**WHAT TO DO**
Please quote exactly the lines below from the line containing "Target: waterfall" to the line containing "output point(329, 757)", both lines included, and nothing else.

********************

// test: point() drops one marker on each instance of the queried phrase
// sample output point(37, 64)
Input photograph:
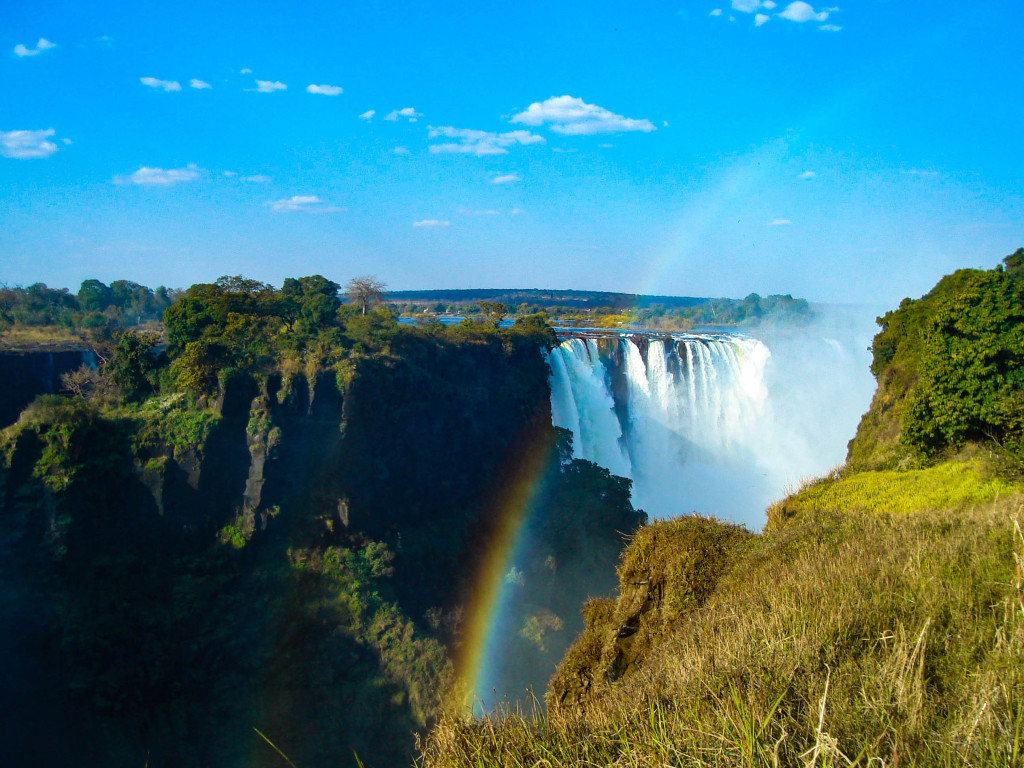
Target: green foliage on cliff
point(285, 544)
point(949, 367)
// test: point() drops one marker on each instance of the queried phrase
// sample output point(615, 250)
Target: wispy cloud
point(408, 112)
point(470, 141)
point(27, 144)
point(146, 176)
point(326, 90)
point(752, 6)
point(20, 50)
point(801, 11)
point(572, 116)
point(268, 86)
point(167, 85)
point(303, 203)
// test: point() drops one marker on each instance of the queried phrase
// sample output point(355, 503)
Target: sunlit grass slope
point(950, 486)
point(836, 638)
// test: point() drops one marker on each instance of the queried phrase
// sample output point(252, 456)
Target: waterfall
point(689, 418)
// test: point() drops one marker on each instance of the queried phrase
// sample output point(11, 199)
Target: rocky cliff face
point(292, 558)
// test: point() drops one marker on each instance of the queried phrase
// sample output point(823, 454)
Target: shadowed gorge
point(278, 544)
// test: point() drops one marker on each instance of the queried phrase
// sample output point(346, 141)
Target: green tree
point(495, 311)
point(132, 368)
point(94, 296)
point(972, 364)
point(365, 290)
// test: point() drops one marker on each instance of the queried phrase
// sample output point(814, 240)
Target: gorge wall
point(295, 557)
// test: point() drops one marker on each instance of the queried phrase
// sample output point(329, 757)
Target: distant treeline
point(544, 298)
point(602, 308)
point(96, 311)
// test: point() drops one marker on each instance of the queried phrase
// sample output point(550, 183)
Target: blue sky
point(711, 148)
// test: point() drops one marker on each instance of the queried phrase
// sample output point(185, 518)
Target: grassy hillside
point(841, 638)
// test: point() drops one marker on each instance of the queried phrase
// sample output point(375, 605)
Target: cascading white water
point(689, 418)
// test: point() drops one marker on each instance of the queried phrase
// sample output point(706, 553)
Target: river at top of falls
point(713, 423)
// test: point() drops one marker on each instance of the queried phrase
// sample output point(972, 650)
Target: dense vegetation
point(269, 518)
point(92, 315)
point(603, 309)
point(879, 620)
point(950, 370)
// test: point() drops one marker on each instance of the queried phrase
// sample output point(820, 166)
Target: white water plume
point(715, 423)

********************

**WORKED SOLUTION**
Target: waterfall
point(689, 418)
// test: point() drops one marker on each instance of the queried phrase
// sample output point(11, 199)
Target: rocky cliff face
point(292, 558)
// test: point() drops one marker on each instance of the queried phrase
// sample output point(823, 454)
Target: shadowed gorge
point(278, 544)
// test: point() drops one marker on each instance of the queried phrase
// sample output point(346, 141)
Target: green tree
point(495, 311)
point(132, 368)
point(94, 296)
point(972, 364)
point(365, 290)
// test: point() drops one marker on each instance of the queried phrase
// sample output point(814, 240)
Target: gorge wall
point(295, 557)
// test: point() drops one marker on each instance of the queried phrase
// sample output point(329, 757)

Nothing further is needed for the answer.